What lies behind this shockingly fast and possibly huge quasi-settlement?

The day after the Bodo deal was reported by the press, a hotly awaited report by the United Nations Environment Programme documented serious contamination in the surrounding region of Ogoniland. Without allocating responsibility, UNEP called on the oil industry and Nigeria to start a 25 to 30 year cleanup with initial funding of $1 billion. A UNEP spokesperson said that the ball is now in the court of the Nigerian government, which asked UNEP to conduct the study and which said it takes the contamination “extremely seriously.”

It’s hard to believe that the timing was a coincidence. The Ogoni Report may have given Shell an incentive to accept social responsibility in a rare case where it believed most of the allegations to be true. (Shell has attributed most oil spills in Ogoniland to sabotage and theft rather than operational failure, which it admits in Bodo. The company, which declined to comment for this story, has denied allegations that it was complicit in executing Ken Saro-Wiwa and brutally suppressing historical unrest in Ogoniland.)

Still, the Bodo deal was not a one-sided plaintiffs victory. Corporate formalities matter intensely to both Shell and its human rights critics. As Dutch plaintiffs lawyer Liesbeth Zevgeld has put it, “Shell headquarters believes it is untouchable, but we believe it is legally responsible for damage caused in Nigeria.”  More generally, parental liability for the conduct of foreign subsidiaries has been called the leading legal question in European business human rights. With Royal Dutch’s dismissal from the Bodo suit, that battle shifts to the impending Dutch trial of Oguru v. Shell, which seeks the cleanup of three oil spills elsewhere in the Niger delta. The stakes may be somewhat lower in the Netherlands, because Dutch courts lack the sort of class action rules that let U.K. lawyers aggregate 69,000 villagers’ claims for loss of livelihood.

What are the lessons of Bodo for business human rights?

════

> [Exercise objective]: Reproduce the passage from the Bodo settlement article that opens with the words containing "It’s hard to" and closes with "unrest in Ogoniland.)".

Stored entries

════

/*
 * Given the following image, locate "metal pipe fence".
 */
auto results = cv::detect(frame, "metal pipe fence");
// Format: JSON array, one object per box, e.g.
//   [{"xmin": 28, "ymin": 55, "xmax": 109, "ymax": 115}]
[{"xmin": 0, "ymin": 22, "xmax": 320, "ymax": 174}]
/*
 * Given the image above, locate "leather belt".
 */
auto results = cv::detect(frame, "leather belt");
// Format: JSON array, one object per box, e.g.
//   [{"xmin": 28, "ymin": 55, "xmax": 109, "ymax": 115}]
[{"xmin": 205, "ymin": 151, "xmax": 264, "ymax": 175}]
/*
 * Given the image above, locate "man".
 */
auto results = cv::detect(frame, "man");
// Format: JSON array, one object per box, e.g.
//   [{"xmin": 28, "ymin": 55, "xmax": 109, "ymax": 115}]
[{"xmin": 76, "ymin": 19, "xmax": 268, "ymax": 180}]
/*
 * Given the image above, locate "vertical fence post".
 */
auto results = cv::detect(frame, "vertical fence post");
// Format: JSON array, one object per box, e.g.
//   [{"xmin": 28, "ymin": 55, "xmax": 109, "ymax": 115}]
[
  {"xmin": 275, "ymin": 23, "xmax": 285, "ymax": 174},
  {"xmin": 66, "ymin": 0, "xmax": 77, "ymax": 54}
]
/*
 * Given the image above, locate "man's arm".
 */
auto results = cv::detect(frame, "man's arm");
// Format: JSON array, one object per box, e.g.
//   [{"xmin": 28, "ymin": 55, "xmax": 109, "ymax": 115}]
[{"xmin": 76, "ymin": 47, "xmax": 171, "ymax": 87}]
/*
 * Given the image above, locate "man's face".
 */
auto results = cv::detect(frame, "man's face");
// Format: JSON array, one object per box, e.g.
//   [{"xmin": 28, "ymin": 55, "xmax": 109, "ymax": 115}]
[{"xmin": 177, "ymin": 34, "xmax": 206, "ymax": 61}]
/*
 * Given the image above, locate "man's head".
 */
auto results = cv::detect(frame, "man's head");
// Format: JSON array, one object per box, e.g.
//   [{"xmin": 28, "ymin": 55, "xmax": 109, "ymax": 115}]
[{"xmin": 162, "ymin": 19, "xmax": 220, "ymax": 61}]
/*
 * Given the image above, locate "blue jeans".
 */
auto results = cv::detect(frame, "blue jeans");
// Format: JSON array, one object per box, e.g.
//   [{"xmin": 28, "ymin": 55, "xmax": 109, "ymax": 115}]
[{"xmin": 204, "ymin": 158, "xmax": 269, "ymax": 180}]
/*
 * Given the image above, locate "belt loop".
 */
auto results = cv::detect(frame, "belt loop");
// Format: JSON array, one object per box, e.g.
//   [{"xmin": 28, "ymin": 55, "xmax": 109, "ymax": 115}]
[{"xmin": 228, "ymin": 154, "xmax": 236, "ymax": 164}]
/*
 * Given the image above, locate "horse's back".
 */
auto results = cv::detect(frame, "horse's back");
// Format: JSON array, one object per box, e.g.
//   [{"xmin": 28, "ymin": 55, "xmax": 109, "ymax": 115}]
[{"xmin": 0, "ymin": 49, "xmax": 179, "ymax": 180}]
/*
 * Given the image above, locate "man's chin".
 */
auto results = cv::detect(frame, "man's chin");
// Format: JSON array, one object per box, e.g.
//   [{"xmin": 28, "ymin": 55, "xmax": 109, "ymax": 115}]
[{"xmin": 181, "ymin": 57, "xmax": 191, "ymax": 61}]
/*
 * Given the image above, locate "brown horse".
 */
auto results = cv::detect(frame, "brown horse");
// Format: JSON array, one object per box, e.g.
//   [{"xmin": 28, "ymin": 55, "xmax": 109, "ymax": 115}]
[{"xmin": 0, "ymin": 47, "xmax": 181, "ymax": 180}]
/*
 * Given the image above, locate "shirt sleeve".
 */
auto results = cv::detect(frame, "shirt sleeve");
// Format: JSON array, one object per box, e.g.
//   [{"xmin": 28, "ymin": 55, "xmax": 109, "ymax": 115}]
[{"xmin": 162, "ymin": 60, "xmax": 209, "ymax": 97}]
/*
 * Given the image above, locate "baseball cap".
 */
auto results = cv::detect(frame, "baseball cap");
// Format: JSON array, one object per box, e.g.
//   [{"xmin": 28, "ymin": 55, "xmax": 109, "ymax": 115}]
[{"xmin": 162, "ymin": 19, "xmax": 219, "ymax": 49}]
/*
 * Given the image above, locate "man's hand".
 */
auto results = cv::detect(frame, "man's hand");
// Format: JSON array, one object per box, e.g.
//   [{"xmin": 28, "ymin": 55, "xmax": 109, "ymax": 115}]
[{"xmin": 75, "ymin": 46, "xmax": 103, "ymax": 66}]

════

> [Task response]:
It’s hard to believe that the timing was a coincidence. The Ogoni Report may have given Shell an incentive to accept social responsibility in a rare case where it believed most of the allegations to be true. (Shell has attributed most oil spills in Ogoniland to sabotage and theft rather than operational failure, which it admits in Bodo. The company, which declined to comment for this story, has denied allegations that it was complicit in executing Ken Saro-Wiwa and brutally suppressing historical unrest in Ogoniland.)